## WHAT TO WORK ON
Where the line with "Find the suv roof; segment each instance." appears below, start writing out lines exactly, and finish with the line with "Find the rear bumper; segment each instance.", which is included; write out nothing else.

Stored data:

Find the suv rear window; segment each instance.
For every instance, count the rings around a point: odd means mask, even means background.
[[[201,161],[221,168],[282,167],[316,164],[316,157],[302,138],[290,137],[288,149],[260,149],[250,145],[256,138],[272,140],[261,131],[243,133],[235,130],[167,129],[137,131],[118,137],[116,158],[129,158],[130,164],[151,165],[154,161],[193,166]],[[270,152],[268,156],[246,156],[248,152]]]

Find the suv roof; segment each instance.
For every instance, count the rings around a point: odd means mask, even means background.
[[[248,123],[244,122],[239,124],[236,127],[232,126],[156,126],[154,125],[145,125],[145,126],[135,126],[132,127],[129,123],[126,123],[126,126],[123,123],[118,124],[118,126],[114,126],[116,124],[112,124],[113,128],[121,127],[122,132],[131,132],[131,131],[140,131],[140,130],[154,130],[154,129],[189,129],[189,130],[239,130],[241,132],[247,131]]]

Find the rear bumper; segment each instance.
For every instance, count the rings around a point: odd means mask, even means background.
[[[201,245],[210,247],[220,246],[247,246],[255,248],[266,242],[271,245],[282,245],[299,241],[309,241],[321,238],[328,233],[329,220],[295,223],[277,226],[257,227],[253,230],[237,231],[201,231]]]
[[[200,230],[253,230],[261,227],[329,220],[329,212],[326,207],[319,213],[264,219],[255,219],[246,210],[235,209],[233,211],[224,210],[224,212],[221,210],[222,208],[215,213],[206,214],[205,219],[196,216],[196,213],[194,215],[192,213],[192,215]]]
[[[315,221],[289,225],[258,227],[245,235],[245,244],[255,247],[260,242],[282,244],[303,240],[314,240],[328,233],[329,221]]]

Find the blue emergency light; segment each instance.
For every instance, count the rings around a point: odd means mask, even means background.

## SOLUTION
Find the suv roof; segment each instance.
For every instance, count the rings around a point: odd means mask, even means background.
[[[248,123],[244,122],[239,124],[236,127],[232,126],[156,126],[154,125],[145,125],[145,126],[135,126],[132,127],[129,123],[126,123],[126,126],[123,123],[118,124],[118,126],[114,126],[116,124],[112,124],[113,128],[121,127],[122,132],[131,132],[131,131],[140,131],[140,130],[154,130],[154,129],[189,129],[189,130],[239,130],[241,132],[247,131]]]

Find the rear bumper; segment each instance.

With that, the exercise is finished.